Given text:
▽

All analyses were performed with a microcomputer-based statistical
software package (SPSS/PC+, SPSS Inc, Chicago, Ill). The primary
dependent variable for the quantitative analyses was the total score
(TOTAL), although statistical conclusions are identical for all
relevant subscores and transformations.
RESULTS
Interrater reliability was demonstrated on the basis of an intraclass
correlation coefficient of .84 (P<.001) and the lack of a
statistically significant difference across graders' mean scores by
analysis of variance. Data for TOTAL were as follows (values are group
mean [SD]): 7.80 (2.50), 7.80 (2.27), and 7.22 (2.53)(F=.787,
P=.457).
The instrument was intentionally developed to maximize content validity
("face validity" or "logical validity")[7] through
the content validation process. The quantitative assessment of
preliminary criterion-related validity indicated a significant level of
rank ordering concordance (Kendall's coefficient of concordance=.94;
P=.038).
COMMENT
A manuscript review grading instrument was developed to help
JVIR editors evaluate the quality of peer reviews. The purpose
of our study was to examine the interrater reliability, content
validity, and preliminary criterion-related validity of the instrument.
The JVIR publishes original clinical and laboratory research
in addition to technical notes, case reports, subject reviews, works in
progress, and special-format articles. The reviewer's instructions
accompanying each manuscript explicitly describe the criteria
to be followed for each type of report. For simplicity and
practicality, we developed an instrument that could be applied in the
evaluation of any manuscript review. Our 14-point grading system can be
used to evaluate review content and format via seven individually
scored attributes (Table). While precise distinctions cannot be
made, those attributes emphasizing review content include the substance
and thoroughness of the section-by-section narrative, use of supporting
references, the narrative summary and recommendation, and any new
insights/perspectives offered. Timeliness and etiquette are primarily
format related. Completion of the grade sheet addresses both dimensions
in that reviewers are requested to evaluate scientific merit, practical
value, and overall manuscript quality in a standardized fashion (via a
rating scale).
The grading instrument itself does not apply a uniform rating scale
across all attributes but rather awards varying point values according
to defined criteria. Scoring for each attribute thereby defines its
relative contribution to the total score. Decisions regarding attribute
weighting were made from a practical standpoint in consideration of the
instrument's intended application. For instance, timeliness and
content-thoroughness of the section-by-section review each contribute
up to three points (21% each of total score). While the importance of
the latter is intuitive, timeliness was considered to be of comparable
value, as inordinately late reviews sometimes necessitate rendering
editorial dispositions with only two of three reviews in hand.
Instrument development always entails establishing reliability and
validity, with the latter being impossible absent the former. Both
characteristics may be defined (and demonstrated) in several fashions.
In our case, the instrument is intended to be used by more than one
individual (editors), so interrater reliability was essential.
Reliability was demonstrated via the absence of a statistically
significant disagreement among graders' mean scores (P=.46)

△

Dataset excerpts:
▽

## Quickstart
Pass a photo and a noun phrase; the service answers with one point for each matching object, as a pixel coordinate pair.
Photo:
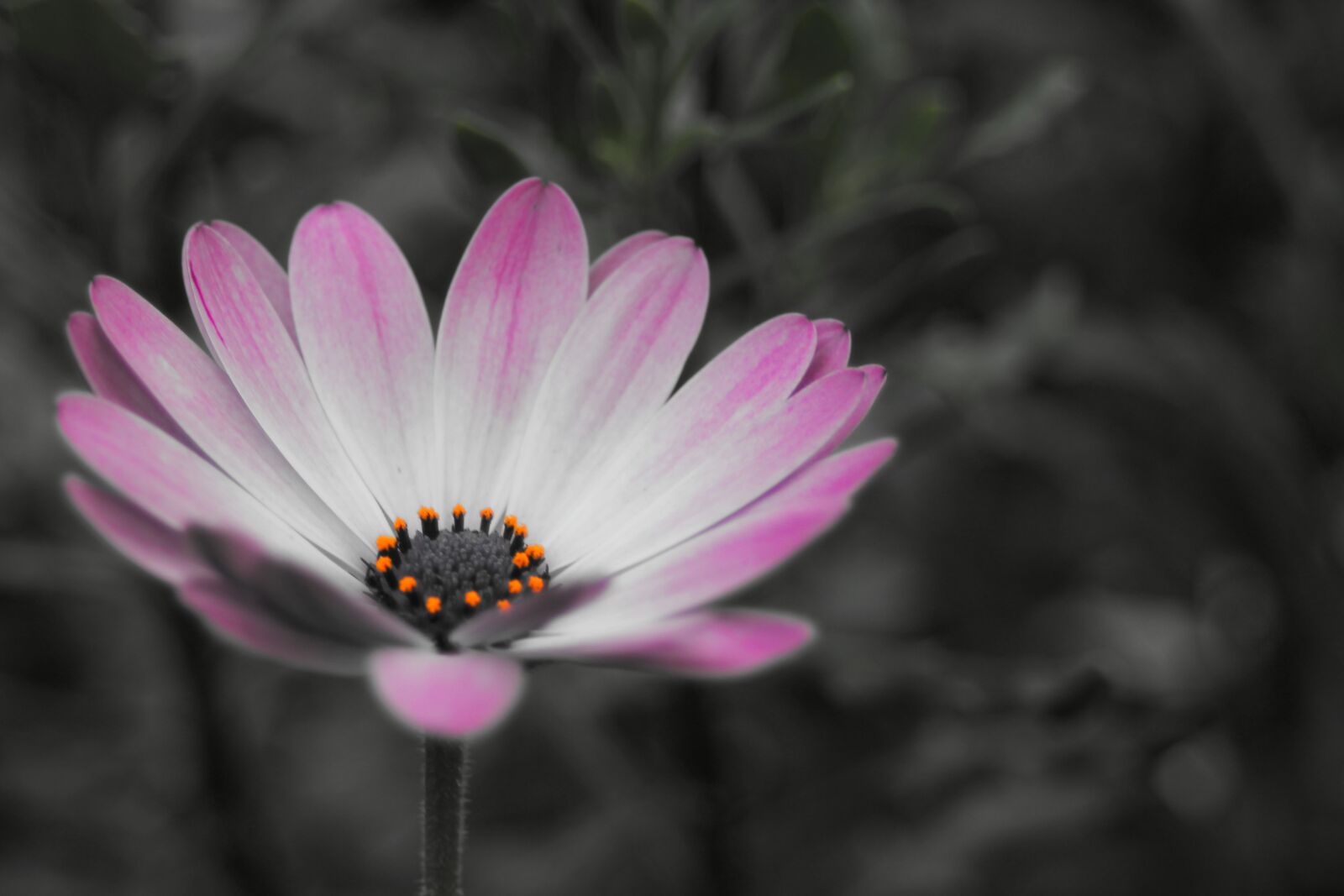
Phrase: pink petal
(521, 285)
(167, 479)
(615, 369)
(618, 254)
(726, 644)
(745, 385)
(874, 378)
(832, 351)
(109, 375)
(528, 613)
(144, 540)
(738, 464)
(199, 396)
(261, 359)
(734, 553)
(269, 275)
(327, 609)
(452, 694)
(230, 610)
(370, 351)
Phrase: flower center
(438, 578)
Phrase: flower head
(306, 485)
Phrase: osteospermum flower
(333, 488)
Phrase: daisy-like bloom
(329, 486)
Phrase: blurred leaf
(608, 118)
(91, 45)
(922, 123)
(642, 24)
(817, 51)
(1026, 117)
(750, 129)
(487, 156)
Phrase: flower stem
(444, 817)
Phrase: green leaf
(817, 51)
(643, 24)
(1048, 94)
(487, 156)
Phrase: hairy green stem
(444, 817)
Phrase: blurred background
(1085, 636)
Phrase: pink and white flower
(266, 479)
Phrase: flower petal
(743, 385)
(319, 607)
(452, 694)
(521, 284)
(743, 463)
(874, 378)
(144, 540)
(369, 347)
(832, 351)
(618, 254)
(615, 369)
(232, 611)
(109, 375)
(170, 481)
(261, 359)
(269, 275)
(734, 553)
(524, 616)
(725, 644)
(201, 398)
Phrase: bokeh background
(1085, 636)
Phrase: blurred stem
(723, 872)
(444, 817)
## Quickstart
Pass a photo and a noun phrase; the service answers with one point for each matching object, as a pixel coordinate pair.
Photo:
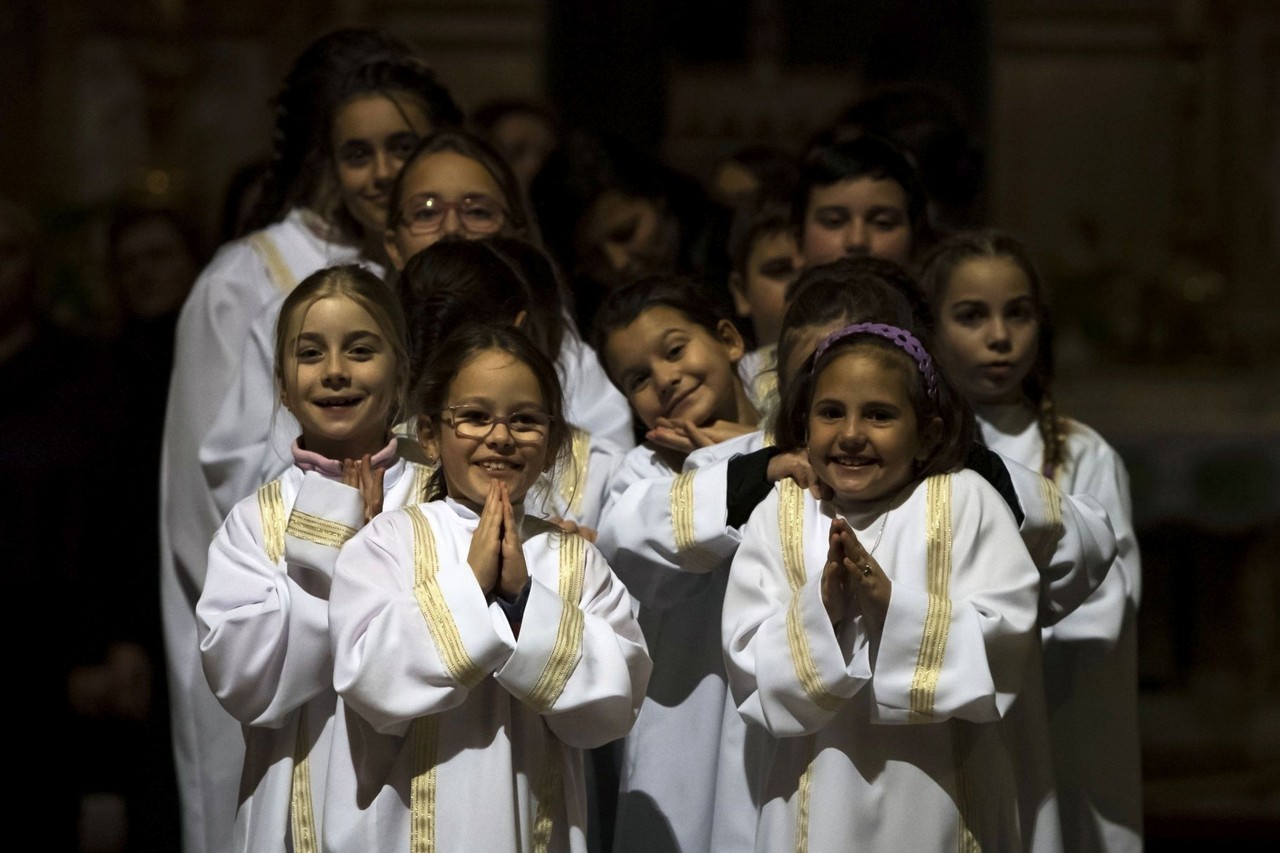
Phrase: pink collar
(310, 461)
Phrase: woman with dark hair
(353, 104)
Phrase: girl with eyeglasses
(455, 185)
(480, 648)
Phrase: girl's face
(864, 438)
(670, 366)
(492, 386)
(339, 378)
(444, 192)
(371, 137)
(859, 217)
(760, 295)
(988, 329)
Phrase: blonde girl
(264, 628)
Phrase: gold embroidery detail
(803, 796)
(572, 488)
(270, 507)
(430, 601)
(551, 794)
(682, 511)
(937, 616)
(321, 532)
(961, 744)
(572, 623)
(791, 527)
(301, 808)
(424, 743)
(279, 272)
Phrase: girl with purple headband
(877, 629)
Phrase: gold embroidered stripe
(803, 794)
(430, 601)
(568, 633)
(791, 528)
(937, 617)
(275, 265)
(574, 484)
(321, 532)
(551, 793)
(301, 810)
(961, 744)
(270, 507)
(424, 742)
(682, 511)
(801, 658)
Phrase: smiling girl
(341, 121)
(480, 648)
(264, 629)
(876, 632)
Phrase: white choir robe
(248, 441)
(464, 737)
(897, 743)
(264, 628)
(213, 328)
(1091, 658)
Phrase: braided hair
(990, 243)
(333, 69)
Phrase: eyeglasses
(476, 423)
(476, 215)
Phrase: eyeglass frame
(506, 422)
(456, 206)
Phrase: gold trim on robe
(319, 530)
(937, 617)
(430, 601)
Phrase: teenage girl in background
(995, 340)
(352, 104)
(264, 611)
(873, 632)
(479, 648)
(676, 359)
(510, 282)
(456, 185)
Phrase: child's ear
(429, 437)
(929, 438)
(392, 249)
(737, 287)
(728, 336)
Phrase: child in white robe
(877, 633)
(993, 338)
(479, 649)
(264, 621)
(675, 359)
(302, 224)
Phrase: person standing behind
(353, 103)
(995, 341)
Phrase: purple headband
(901, 338)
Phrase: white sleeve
(264, 628)
(666, 534)
(250, 438)
(787, 667)
(392, 664)
(981, 632)
(580, 662)
(590, 400)
(1069, 537)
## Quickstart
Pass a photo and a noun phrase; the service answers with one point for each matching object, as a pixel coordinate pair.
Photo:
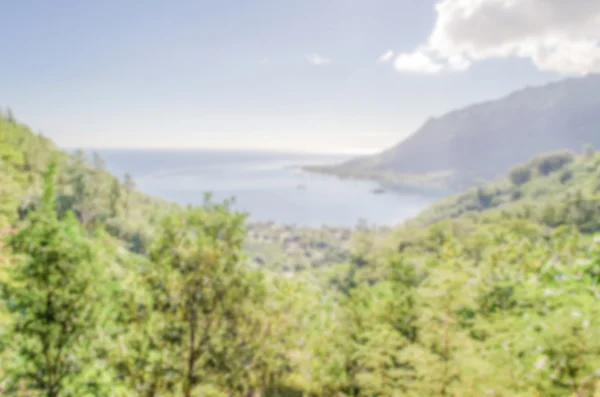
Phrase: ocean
(265, 184)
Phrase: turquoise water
(264, 184)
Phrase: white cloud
(386, 57)
(317, 59)
(556, 35)
(417, 62)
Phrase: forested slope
(492, 300)
(485, 139)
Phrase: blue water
(263, 184)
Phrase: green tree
(202, 321)
(53, 295)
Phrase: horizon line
(231, 149)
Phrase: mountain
(485, 139)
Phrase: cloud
(317, 59)
(386, 57)
(417, 62)
(556, 35)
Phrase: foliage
(105, 291)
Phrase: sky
(299, 75)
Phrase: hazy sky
(319, 75)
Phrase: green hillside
(108, 292)
(482, 141)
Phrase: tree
(520, 175)
(53, 295)
(202, 321)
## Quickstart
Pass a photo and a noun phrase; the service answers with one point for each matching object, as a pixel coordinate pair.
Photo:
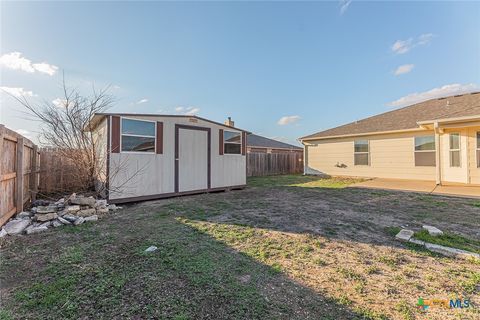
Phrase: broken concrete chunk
(56, 223)
(49, 209)
(83, 201)
(72, 209)
(404, 235)
(79, 220)
(86, 212)
(46, 217)
(69, 218)
(433, 231)
(36, 229)
(16, 226)
(151, 249)
(91, 218)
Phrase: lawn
(288, 247)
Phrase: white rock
(151, 249)
(91, 218)
(16, 226)
(433, 231)
(64, 221)
(404, 235)
(57, 224)
(36, 229)
(79, 220)
(72, 209)
(70, 217)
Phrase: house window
(478, 149)
(138, 135)
(232, 142)
(425, 151)
(454, 142)
(361, 153)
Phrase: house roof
(407, 118)
(254, 140)
(98, 116)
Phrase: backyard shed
(151, 156)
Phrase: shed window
(478, 149)
(138, 136)
(425, 151)
(232, 142)
(454, 142)
(361, 153)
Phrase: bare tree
(65, 126)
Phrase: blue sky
(280, 69)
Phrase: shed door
(192, 160)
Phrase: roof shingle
(407, 117)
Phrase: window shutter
(115, 134)
(159, 137)
(244, 143)
(220, 142)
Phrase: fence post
(34, 175)
(19, 181)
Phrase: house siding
(391, 156)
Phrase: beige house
(152, 156)
(436, 140)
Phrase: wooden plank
(19, 180)
(8, 176)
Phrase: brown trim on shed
(220, 142)
(175, 194)
(107, 178)
(159, 148)
(115, 134)
(209, 152)
(244, 143)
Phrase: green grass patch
(301, 181)
(450, 240)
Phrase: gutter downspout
(438, 154)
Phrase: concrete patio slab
(459, 190)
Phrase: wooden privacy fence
(19, 161)
(264, 164)
(60, 174)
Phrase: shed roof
(407, 118)
(98, 116)
(254, 140)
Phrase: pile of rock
(73, 210)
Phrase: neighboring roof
(98, 116)
(256, 141)
(407, 118)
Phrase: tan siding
(151, 174)
(391, 156)
(474, 171)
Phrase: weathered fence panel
(60, 174)
(19, 161)
(264, 164)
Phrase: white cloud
(406, 68)
(25, 133)
(344, 4)
(189, 111)
(444, 91)
(403, 46)
(15, 61)
(192, 111)
(18, 92)
(288, 120)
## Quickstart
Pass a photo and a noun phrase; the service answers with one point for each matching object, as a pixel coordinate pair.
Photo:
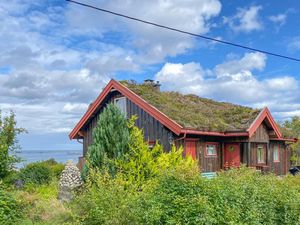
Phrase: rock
(70, 181)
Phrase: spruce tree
(110, 139)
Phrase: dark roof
(194, 112)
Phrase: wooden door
(232, 155)
(190, 149)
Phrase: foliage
(291, 128)
(195, 112)
(8, 143)
(36, 173)
(10, 211)
(110, 139)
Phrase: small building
(218, 134)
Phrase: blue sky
(55, 57)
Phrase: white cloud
(234, 81)
(245, 20)
(279, 19)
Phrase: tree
(110, 139)
(291, 128)
(8, 143)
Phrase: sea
(62, 156)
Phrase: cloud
(245, 20)
(235, 81)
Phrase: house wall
(283, 165)
(153, 129)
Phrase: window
(260, 154)
(276, 153)
(121, 104)
(211, 149)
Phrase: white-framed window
(121, 104)
(260, 154)
(211, 149)
(276, 153)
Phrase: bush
(36, 173)
(55, 167)
(8, 143)
(110, 139)
(10, 211)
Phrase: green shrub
(8, 143)
(110, 139)
(10, 211)
(55, 167)
(36, 173)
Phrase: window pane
(121, 104)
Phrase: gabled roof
(188, 114)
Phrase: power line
(184, 32)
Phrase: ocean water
(62, 156)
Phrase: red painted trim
(264, 154)
(216, 144)
(276, 161)
(215, 133)
(190, 148)
(162, 118)
(264, 114)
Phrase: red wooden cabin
(219, 135)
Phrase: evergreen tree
(110, 139)
(8, 143)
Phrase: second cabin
(219, 135)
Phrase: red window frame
(278, 153)
(216, 148)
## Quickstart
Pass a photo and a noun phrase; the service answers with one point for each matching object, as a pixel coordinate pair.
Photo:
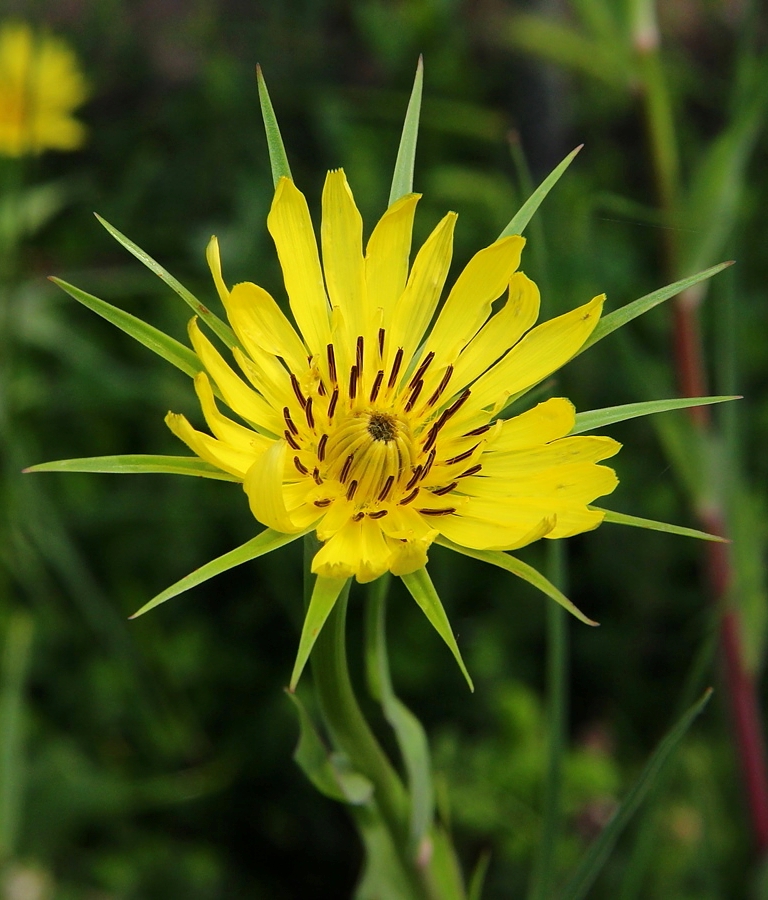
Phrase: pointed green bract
(265, 542)
(324, 596)
(136, 464)
(526, 212)
(621, 317)
(219, 328)
(402, 180)
(278, 158)
(598, 418)
(522, 570)
(423, 592)
(157, 341)
(597, 855)
(652, 525)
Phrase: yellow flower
(376, 431)
(40, 85)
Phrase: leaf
(621, 317)
(411, 737)
(218, 327)
(597, 855)
(326, 771)
(278, 158)
(264, 542)
(324, 596)
(624, 519)
(522, 570)
(136, 464)
(598, 418)
(157, 341)
(526, 212)
(423, 592)
(402, 179)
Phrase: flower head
(40, 85)
(377, 431)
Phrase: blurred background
(152, 759)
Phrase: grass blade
(218, 327)
(263, 543)
(522, 570)
(598, 853)
(157, 341)
(423, 592)
(278, 159)
(135, 464)
(402, 179)
(526, 212)
(598, 418)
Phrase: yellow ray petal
(414, 310)
(258, 321)
(503, 331)
(291, 229)
(484, 280)
(387, 253)
(264, 487)
(246, 440)
(543, 350)
(218, 454)
(342, 241)
(237, 395)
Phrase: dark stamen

△

Brief 1:
Decide whether each statement agrees with the text on the review grading instrument, answering yes or no and quoting the deciding words: (a) timeliness and section-by-section content thoroughness can each earn up to three points; (b) the instrument uses one uniform rating scale for all attributes; (c) the intraclass correlation coefficient was .94.
Brief 2:
Please state how many individually scored attributes the 14-point grading system uses, according to the text on the review grading instrument.

Worked solution 1:
(a) Yes: "timeliness and content-thoroughness of the section-by-section review each contribute up to three points"
(b) No: "The grading instrument itself does not apply a uniform rating scale across all attributes"
(c) No: "an intraclass correlation coefficient of .84"

Worked solution 2:
Seven.